--- WHAT TO PRODUCE ---
Copy the part of the interview excerpt starting at "Malcolm Middleton: Nothing's" and ending at "more offensive thing.", word for word.

* Begin PAGE EXCERPT *

Aidan Moffat: I was asleep for most of it, so I didn't see anything. I just let the driver take care of it.
Splendid: It's good that you can relax enough in those conditions to fall asleep.
Aidan Moffat: Well, I don't normally sleep that well on the bus, but he was driving so slow. That definitely makes a difference. Our driver is from Florida so he has a fear of snow. He doesn't like driving in it, which doesn't make sense if you're going to be a driver in America, with all of the weather.
Splendid: Well, down in Florida you don't see too much snow. (We pause) You're just finishing up your third tour this year. You toured the States earlier with Bright Eyes, then you went back to Europe. Was that on your own?
Malcolm Middleton: Aye, we headlined the tour in Europe.
Splendid: And now you're headlining this tour through the States. How is the tour going?
Aidan Moffat: Umm...tense. It's been particularly hard because we've played a lot of places we haven't played before, so it's a lot of new experiences and new venues and new people. It's strange because we've been playing in a lot of wee places.
Splendid: Kind of expanding your audience?
Aidan Moffat: Aye. But perhaps the equipment isn't nearly as good as we hoped, 'cause we've just done the tour in Europe and we played mostly bigger places, 'cause we've been doing that for a lot longer. It's weird traveling with a seven-piece band and not having enough monitors and stuff. It's been pretty hard work. It's been good fun, though.
Malcolm Middleton: There's been some really good shows. Like San Francisco, and... San Francisco. And New York will be, but some of them have been a little bit hard.
AUDIO: Fucking Little Bastards
Splendid: So in comparison, your audience is much larger in Europe? Or at least in Scotland?
Aidan Moffat: I don't know if there's really a difference.
Splendid: Has one trip (through the States) been any different than the next? When you were opening for Bright Eyes, some people were coming to see you, but you were probably unknown to a majority of the audience. Do you get a sense that you converted some people and they came back to see you the next time around?
Malcolm Middleton: In Seattle, I think, that worked -- that was idea, to play to more people and a different sort of audience. But I don't think it worked, overall. It's not like the response was massive or there were huge audiences because of that.
Aidan Moffat: The album really didn't sell any more.
Malcolm Middleton: I kind of regret it. We did the Bright Eyes thing as a four-piece acoustic (band). I think if we'd done it with the band we have now it would have been more effective.
Splendid: So playing to the popular audience with an acoustic set didn't work as well... Malcolm, you're opening tonight's show on your own. Is that something you've been doing a lot?
Malcolm Middleton: I've been opening just on this tour, because my album just came out here a month or two ago.
Splendid: How was it touring through America with the word "Arab" in your name?
Aidan Moffat: I'm sure there are many stupid people who may read the name, and think that... well, whatever stupid people think. It's not as if we've got it on the cases going through the airport. That would be good fun, I suppose, to go through the airport with our cases. No, that's not us.
Malcolm Middleton: Nothing's happened because of the name.
Splendid: I thought that maybe, at least in America, once people found out what an Arab Strap was, that would become the more offensive thing.
Aidan Moffat: Ha ha.
Splendid: Here in America it seems everyone is very conservative when comes to anything to do with sex.
Aidan Moffat: I don't know, there's a couple guys in the band who seemed to have met some people who were very open-minded about that sort of thing.

* End PAGE EXCERPT *
* Begin DATASET CONTENT *

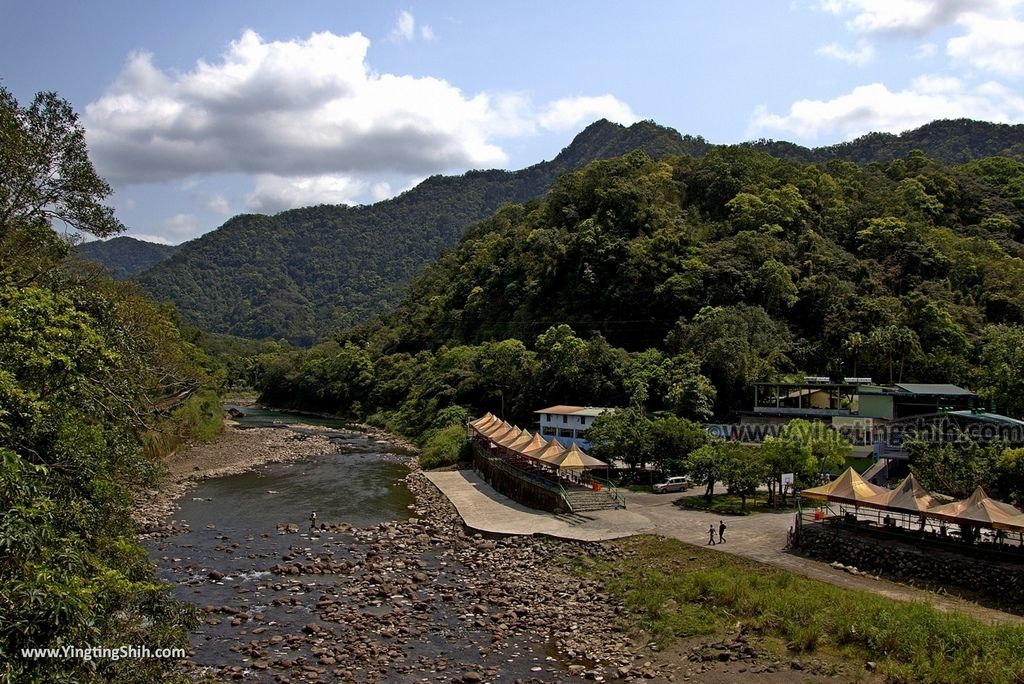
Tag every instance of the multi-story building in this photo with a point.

* End DATASET CONTENT *

--- EXERCISE OUTPUT ---
Malcolm Middleton: Nothing's happened because of the name.
Splendid: I thought that maybe, at least in America, once people found out what an Arab Strap was, that would become the more offensive thing.